_Exercise requirements:_
Please show each line in the items below that contains the word "tail", copying every such line in full.

--- BEGIN Dataset content ---

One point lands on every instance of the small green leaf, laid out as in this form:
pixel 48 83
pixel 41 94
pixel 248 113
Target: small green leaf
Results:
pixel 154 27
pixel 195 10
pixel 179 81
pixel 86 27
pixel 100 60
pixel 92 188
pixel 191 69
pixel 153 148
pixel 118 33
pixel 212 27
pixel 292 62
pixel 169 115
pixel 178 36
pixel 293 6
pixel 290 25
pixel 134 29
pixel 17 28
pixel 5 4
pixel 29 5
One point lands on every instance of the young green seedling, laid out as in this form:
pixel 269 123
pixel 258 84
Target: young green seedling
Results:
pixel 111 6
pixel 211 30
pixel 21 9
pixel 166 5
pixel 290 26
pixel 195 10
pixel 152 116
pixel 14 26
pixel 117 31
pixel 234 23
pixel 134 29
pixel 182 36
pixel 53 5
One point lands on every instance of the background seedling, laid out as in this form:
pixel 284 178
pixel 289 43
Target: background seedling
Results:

--- END Dataset content ---
--- BEGIN Dataset content ---

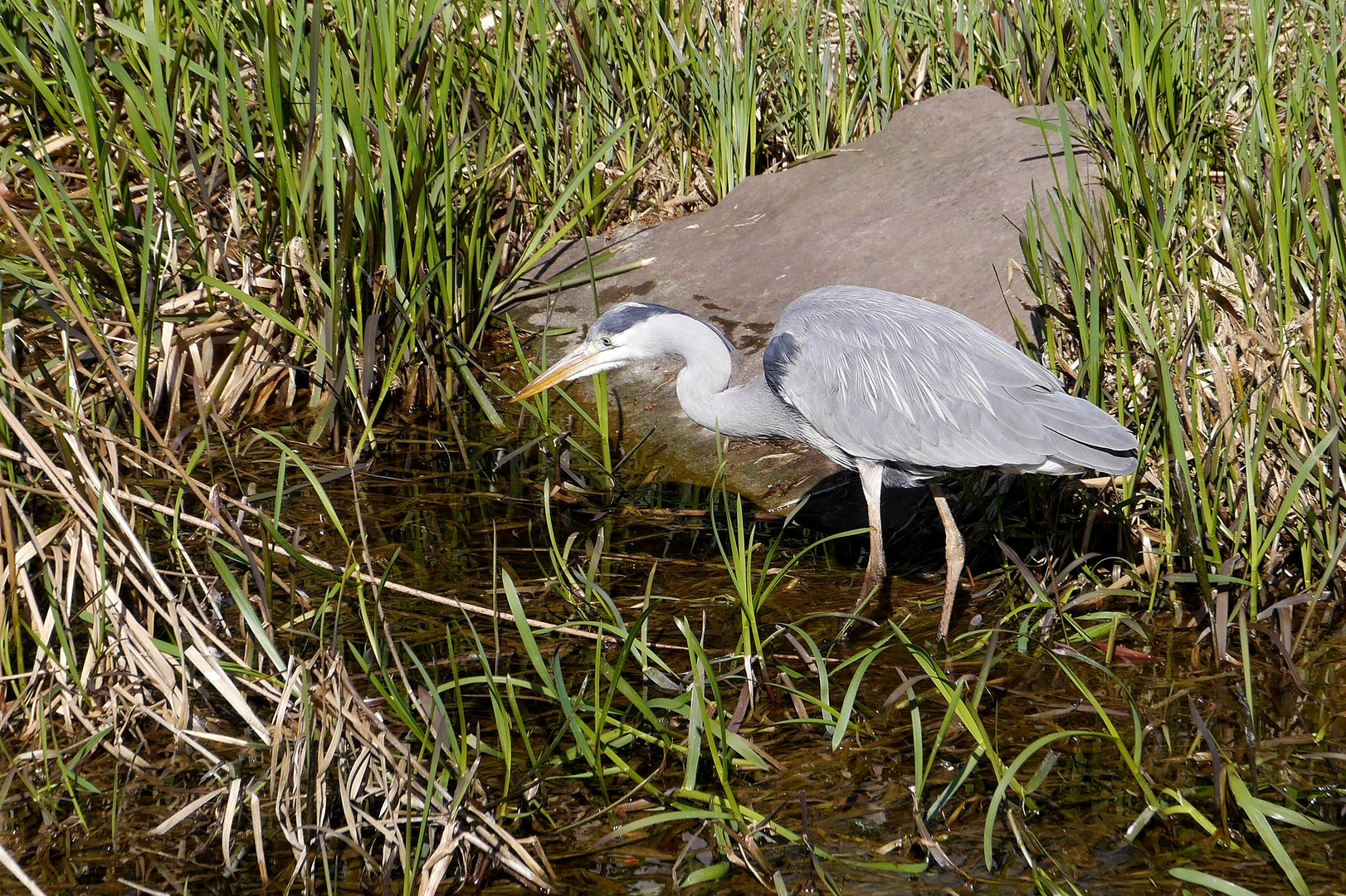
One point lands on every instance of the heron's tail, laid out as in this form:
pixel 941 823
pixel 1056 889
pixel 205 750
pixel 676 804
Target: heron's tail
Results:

--- END Dataset content ---

_Answer in full:_
One point lands on every instance of the heron's tail, laid out as in this form:
Target: heron's tail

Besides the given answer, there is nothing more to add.